DOCUMENT PASSAGE
You can see this for yourself by paying attention to your experience. For example:
If you decide you don’t like a certain kind of person—for example, someone who talks a lot, or someone of a particular race, religion or political leaning—what experience do you have when you meet someone of that type?
If you decide that certain behaviors are unacceptable—such as being drunk, swearing or talking loudly in public—what experience do you have when someone does that?
If you decide it shouldn’t be as hot or as cold as it is outside today, how do you experience today’s weather?
If you decide that it’s bad to eat certain foods, how do you experience yourself when you eat them?
It takes very little looking to realize there is a direct relationship between the decisions you’ve made in the past and the way you experience things now. What you see and experience now is the effect of your past decisions.
Regina’s Tip for Lesson 10
Today’s workbook lessons says:
“’My thoughts do not mean anything,’ is applicable to all of the thoughts you become aware of, because those thoughts are not your real thoughts.”
NTI Luke 12 says:
“In every moment in your seeming interaction with the world, you are focused on thought. And because you see yourself as a separate entity within the world, you are focused on thoughts that seem to be generatedwithin the private mind that belongs to you.”
Both readings point to this:
You are not who you think you are, and the thoughts that speak to you as if you are this person, are illusions.
That is why your thoughts are meaningless. They appear to be self-centered, self-referencing thoughts, but the self they are centered on and referencing is not who you are.

YOUR INSTRUCTIONS
Decide whether each statement agrees with the lesson passage. Answer yes or no, and quote the words of the passage that settle it.
1. Your present experience is the effect of decisions you made in the past.
2. "My thoughts do not mean anything" applies to only some of the thoughts you become aware of.
3. The thoughts that speak to you as if you are this person are real.
The material after this text is not needed for anything here.

MATERIAL PROVIDED
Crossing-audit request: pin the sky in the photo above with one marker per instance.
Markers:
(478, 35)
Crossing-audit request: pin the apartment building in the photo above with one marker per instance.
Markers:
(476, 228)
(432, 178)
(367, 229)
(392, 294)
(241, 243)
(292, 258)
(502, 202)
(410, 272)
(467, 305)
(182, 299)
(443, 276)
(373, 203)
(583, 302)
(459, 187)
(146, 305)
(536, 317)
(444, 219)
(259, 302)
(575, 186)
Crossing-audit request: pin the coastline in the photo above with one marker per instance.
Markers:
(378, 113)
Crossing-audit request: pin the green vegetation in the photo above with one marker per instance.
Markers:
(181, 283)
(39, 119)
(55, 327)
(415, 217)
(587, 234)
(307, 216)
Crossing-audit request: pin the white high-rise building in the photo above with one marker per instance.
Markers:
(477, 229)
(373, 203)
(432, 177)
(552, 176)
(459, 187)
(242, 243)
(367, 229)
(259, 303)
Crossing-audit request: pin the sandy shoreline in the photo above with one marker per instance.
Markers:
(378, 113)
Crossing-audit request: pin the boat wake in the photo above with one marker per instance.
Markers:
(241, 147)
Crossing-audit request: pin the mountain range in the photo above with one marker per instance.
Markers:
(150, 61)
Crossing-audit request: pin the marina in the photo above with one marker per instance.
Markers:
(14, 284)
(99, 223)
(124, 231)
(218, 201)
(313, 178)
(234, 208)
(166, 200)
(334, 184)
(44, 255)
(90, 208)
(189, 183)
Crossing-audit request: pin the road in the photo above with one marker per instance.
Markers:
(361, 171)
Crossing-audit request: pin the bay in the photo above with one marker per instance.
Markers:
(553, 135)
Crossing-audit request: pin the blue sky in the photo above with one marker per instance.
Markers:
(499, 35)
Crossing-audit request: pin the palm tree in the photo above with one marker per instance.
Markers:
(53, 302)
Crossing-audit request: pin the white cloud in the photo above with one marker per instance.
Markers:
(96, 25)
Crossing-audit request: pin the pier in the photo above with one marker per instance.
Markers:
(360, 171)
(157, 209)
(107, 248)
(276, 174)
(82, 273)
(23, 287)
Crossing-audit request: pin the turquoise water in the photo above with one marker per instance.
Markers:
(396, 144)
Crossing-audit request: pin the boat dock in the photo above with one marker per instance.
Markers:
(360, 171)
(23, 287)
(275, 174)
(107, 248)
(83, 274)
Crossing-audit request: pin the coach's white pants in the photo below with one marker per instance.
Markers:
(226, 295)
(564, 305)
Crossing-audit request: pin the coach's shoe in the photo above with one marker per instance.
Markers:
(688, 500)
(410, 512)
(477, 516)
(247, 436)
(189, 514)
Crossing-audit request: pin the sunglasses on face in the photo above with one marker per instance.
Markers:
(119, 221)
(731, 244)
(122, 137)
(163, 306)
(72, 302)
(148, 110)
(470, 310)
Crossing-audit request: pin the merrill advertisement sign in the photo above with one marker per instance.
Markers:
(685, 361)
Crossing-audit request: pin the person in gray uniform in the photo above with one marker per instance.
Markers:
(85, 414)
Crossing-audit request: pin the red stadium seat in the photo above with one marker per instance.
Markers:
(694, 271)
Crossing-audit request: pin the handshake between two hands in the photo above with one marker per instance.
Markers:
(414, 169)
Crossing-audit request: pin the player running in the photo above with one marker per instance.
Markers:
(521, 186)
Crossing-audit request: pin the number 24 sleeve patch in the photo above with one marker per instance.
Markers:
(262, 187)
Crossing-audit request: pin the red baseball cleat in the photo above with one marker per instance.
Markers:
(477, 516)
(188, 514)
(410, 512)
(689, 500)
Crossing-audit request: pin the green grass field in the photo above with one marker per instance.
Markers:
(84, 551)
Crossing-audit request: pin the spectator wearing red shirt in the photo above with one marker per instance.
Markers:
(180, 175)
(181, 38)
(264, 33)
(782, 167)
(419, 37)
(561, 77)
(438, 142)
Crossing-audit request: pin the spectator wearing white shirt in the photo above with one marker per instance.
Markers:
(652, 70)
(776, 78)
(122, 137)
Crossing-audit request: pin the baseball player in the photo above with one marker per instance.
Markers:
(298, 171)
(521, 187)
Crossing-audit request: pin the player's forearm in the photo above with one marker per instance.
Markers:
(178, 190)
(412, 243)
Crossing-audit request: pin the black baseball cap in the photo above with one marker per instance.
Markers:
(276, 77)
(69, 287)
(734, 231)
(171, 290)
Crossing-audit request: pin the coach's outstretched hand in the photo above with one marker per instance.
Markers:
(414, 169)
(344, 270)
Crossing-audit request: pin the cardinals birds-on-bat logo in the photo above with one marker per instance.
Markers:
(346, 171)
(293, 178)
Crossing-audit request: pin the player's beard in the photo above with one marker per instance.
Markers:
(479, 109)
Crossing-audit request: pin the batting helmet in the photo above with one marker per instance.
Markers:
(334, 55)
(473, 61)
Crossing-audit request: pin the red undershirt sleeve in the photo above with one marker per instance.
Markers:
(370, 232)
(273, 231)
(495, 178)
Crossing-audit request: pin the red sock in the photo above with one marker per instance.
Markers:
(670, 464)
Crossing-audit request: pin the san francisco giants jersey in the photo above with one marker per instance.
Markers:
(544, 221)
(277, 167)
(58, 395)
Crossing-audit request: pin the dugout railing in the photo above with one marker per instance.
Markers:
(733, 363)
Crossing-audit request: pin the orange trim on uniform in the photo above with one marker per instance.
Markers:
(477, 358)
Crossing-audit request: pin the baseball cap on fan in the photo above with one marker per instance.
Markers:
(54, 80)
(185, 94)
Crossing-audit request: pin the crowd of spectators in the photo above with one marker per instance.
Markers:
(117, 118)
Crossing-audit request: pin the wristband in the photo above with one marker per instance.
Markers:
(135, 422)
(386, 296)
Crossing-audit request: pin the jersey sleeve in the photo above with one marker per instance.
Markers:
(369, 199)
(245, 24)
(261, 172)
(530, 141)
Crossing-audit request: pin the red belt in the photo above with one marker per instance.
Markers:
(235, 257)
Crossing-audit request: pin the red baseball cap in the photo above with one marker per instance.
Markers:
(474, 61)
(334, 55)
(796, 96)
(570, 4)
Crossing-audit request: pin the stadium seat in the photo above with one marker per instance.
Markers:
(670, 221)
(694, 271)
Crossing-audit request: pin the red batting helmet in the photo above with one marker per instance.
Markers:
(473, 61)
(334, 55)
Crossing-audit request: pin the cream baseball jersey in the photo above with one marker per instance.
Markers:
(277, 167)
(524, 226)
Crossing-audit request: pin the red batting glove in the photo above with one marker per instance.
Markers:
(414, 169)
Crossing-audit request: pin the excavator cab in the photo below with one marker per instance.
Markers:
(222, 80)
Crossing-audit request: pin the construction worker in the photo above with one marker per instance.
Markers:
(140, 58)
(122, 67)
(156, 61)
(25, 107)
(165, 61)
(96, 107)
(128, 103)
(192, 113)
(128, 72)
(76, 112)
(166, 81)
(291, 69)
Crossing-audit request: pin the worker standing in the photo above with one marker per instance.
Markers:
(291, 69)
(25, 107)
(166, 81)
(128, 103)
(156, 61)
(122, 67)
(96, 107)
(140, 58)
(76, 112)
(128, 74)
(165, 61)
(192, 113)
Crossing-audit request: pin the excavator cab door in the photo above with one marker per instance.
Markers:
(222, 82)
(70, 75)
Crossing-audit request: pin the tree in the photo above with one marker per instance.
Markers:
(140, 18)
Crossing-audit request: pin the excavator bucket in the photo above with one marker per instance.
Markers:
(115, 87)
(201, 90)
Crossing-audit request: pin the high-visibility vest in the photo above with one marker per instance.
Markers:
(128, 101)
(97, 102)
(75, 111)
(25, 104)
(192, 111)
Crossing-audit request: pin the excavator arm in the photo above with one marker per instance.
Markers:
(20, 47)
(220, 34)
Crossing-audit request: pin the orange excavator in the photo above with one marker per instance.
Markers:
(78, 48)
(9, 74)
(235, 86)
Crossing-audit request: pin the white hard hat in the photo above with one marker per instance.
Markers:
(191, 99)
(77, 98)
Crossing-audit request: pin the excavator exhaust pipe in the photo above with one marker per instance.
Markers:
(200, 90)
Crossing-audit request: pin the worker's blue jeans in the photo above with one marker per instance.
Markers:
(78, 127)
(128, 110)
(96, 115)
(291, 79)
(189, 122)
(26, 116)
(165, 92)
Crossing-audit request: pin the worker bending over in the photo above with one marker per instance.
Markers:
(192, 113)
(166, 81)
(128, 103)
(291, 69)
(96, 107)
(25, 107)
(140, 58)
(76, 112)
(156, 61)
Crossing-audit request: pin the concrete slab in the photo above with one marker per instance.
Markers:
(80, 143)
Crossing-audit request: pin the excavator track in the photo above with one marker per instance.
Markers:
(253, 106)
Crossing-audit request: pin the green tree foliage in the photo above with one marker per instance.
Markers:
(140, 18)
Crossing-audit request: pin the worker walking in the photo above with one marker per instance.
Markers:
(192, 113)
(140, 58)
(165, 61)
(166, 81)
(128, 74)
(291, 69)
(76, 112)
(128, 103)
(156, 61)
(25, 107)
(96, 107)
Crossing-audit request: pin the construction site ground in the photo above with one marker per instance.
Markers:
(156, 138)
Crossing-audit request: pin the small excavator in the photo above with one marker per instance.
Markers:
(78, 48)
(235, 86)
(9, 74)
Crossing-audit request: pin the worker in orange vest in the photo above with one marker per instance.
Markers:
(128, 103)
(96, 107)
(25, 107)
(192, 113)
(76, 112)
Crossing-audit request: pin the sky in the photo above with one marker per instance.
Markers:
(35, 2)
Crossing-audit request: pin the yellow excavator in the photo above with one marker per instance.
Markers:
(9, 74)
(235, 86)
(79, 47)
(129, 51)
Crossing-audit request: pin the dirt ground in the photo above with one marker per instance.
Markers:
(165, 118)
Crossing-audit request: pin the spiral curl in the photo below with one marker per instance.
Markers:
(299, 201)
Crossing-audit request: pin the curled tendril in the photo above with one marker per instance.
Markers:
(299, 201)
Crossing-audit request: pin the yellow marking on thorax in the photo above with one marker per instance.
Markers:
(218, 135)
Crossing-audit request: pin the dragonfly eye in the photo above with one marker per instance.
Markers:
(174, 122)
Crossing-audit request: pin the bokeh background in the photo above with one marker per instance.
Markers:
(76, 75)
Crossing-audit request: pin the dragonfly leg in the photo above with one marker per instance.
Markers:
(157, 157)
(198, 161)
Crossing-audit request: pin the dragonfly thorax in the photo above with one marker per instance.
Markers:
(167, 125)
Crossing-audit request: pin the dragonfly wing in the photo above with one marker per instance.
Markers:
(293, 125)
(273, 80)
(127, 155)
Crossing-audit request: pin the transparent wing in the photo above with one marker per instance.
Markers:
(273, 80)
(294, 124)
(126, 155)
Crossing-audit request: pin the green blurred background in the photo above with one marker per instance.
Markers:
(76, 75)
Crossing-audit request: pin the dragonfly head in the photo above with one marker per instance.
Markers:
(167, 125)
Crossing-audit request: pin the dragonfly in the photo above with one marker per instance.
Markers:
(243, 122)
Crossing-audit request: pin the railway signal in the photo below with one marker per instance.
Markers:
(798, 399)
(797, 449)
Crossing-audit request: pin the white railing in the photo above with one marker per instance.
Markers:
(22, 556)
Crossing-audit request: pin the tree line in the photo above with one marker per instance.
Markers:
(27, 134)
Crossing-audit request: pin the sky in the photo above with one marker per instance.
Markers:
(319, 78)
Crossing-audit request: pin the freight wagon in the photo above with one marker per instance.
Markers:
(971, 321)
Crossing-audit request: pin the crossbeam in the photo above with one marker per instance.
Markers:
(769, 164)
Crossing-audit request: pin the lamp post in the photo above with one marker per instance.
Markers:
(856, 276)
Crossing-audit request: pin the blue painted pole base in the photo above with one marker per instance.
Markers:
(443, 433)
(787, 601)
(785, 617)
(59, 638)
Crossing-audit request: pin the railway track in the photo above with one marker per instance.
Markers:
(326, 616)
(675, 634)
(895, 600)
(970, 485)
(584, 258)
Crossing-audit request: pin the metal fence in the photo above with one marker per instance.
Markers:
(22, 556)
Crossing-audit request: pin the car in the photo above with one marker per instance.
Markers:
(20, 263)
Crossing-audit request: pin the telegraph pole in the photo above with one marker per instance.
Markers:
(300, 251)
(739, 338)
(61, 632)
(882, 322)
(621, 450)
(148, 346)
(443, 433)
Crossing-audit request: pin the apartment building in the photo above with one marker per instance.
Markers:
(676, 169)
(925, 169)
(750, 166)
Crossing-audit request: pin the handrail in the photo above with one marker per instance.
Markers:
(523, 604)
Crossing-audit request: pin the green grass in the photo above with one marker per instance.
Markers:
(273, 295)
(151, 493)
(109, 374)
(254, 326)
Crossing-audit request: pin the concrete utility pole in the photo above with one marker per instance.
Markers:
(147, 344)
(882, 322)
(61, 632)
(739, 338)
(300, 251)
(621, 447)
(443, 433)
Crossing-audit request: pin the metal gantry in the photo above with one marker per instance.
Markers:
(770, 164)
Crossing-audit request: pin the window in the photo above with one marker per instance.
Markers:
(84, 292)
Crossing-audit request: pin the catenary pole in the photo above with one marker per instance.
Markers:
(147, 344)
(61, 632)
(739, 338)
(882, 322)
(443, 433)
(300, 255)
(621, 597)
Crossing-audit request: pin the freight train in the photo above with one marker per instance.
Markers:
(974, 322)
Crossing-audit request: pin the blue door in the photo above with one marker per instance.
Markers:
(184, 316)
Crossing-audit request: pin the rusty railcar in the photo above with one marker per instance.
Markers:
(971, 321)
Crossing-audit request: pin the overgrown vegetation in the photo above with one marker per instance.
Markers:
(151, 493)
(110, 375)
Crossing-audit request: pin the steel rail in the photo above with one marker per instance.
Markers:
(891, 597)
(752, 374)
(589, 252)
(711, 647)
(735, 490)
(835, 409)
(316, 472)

COMPLETED EXERCISE
1. Yes: "What you see and experience now is the effect of your past decisions."
2. No: "is applicable to all of the thoughts you become aware of"
3. No: "the thoughts that speak to you as if you are this person, are illusions."